## To do
Write the next part of the news report below on the sentencing over the Fawkner mosque fire, starting after its final sentence and not the listing that follows it.

(Page text begins)

Two Victorian men found guilty of burning down a Shia mosque have been jailed.

Abdullah Chaarani, Ahmed Mohamed and Hatim Moukhaiber were sentenced for burning down a mosque. Picture: Aaron Francis/AAP
Abdullah Chaarani, Ahmed Mohamed and Hatim Moukhaiber were sentenced for burning down a mosque. Picture: Aaron Francis/AAP

Two Victorian Sunni Muslim men found guilty of burning down a Shia mosque in an act of terrorism have been jailed for 22 years while a third has been jailed for 16 years.

Ahmed Mohamed, Abdullah Chaarani and Hatim Moukhaiber burned down the Fawkner mosque in December 2016, following a failed attempt by Mohamed and Chaarani the previous month.

Justice Andrew Tinney said the men were “motivated by hatred, intolerance, malevolence and misguided piety”.

“Your crime is very difficult to understand and quite impossible to excuse,” he said.

He said the men attacked a fundamental value in Australian society, “namely religious freedom”, in order to advance the ideology of Islamic State.

The men faced maximum penalties of life imprisonment.

Justice Tinney said the prosecution case had been refined in two months of legal argument before the trial but was still compelling.

Ahmed Mohamed outside the Melbourne Supreme Court today. Picture: Aaron Francis
Ahmed Mohamed outside the Melbourne Supreme Court today. Picture: Aaron Francis

Lawyers for Mohamed and Moukhaiber denied the men were at the mosque.

Through his lawyer Chaarani admitted his role but claimed it wasn’t an act of terrorism but instead an act of protest or dissent.

“Your defence Chaarani was optimistic, burgeoning on entirely fanciful,” Justice Tinney said.

(Page text ends)
(Dataset records begins)

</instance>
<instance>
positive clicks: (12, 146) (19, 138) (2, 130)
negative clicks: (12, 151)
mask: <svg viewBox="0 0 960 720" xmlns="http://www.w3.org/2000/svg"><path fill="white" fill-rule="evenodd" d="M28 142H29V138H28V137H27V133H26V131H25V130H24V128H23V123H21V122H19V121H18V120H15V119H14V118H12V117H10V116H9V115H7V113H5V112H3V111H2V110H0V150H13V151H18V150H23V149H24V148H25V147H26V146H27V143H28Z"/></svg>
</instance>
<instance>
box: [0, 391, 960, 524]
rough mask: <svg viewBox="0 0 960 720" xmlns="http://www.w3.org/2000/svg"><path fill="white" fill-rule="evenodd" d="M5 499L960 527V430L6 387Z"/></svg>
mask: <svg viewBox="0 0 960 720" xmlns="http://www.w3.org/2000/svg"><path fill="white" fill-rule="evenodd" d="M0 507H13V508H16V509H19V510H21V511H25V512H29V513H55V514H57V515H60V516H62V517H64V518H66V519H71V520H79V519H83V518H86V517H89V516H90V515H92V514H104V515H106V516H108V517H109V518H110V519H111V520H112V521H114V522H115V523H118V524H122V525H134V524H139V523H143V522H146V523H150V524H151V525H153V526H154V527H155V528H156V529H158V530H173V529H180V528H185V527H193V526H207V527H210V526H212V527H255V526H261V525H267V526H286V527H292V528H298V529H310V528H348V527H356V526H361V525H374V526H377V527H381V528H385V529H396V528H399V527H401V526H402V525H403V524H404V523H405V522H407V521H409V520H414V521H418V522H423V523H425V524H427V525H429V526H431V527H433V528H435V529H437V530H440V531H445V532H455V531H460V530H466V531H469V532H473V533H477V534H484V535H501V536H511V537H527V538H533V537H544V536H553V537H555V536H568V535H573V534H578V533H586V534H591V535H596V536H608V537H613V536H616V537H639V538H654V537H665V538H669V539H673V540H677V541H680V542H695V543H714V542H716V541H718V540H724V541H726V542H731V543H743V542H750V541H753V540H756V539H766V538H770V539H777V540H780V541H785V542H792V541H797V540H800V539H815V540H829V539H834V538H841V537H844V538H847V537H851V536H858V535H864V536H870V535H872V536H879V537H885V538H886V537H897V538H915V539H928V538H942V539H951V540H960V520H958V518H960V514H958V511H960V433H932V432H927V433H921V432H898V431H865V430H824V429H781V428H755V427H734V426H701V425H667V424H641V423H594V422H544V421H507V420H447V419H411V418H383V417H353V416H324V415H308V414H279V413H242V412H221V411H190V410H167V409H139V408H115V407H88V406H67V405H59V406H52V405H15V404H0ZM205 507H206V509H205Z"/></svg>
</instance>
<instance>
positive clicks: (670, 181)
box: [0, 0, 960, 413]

(Dataset records ends)

## Reply
He said Chaarani submitted a well-written three page letter to the court expressing his “sorrow, shame and disgust” for the “cowardly action”.

He said Chaarani and Mohamed through their lawyers made public renunciations of Islamic State.

In a letter to the court Mohamed described his path to radicalisation and said his time in prison had helped him interact with people of many backgrounds and faiths.

Justice Tinney said Mohamed also thanked God for his guidance and showing Mohamed his wrongs before it was too late.

Justice Tinney described the letters and material submitted as “unconvincing, contrived and self-serving”.

He said Moukhaiber denied he had been radicalised.

Justice Tinney said the crimes were in the mid-range of seriousness with few mitigating circumstances.

“You harbour extreme and unacceptable views about many things,” he said.

He said the men carried out a “callous, cowardly, vindictive and shameful” attack on a branch of their faith and upon society as a whole.

He sentenced Mohamed and Chaarani to 22 years with a non-parole term of 17 years for the attempt in November and successful attack in December 2016.

Moukhaiber has been jailed for 16 years with a non-parole period of 12 years.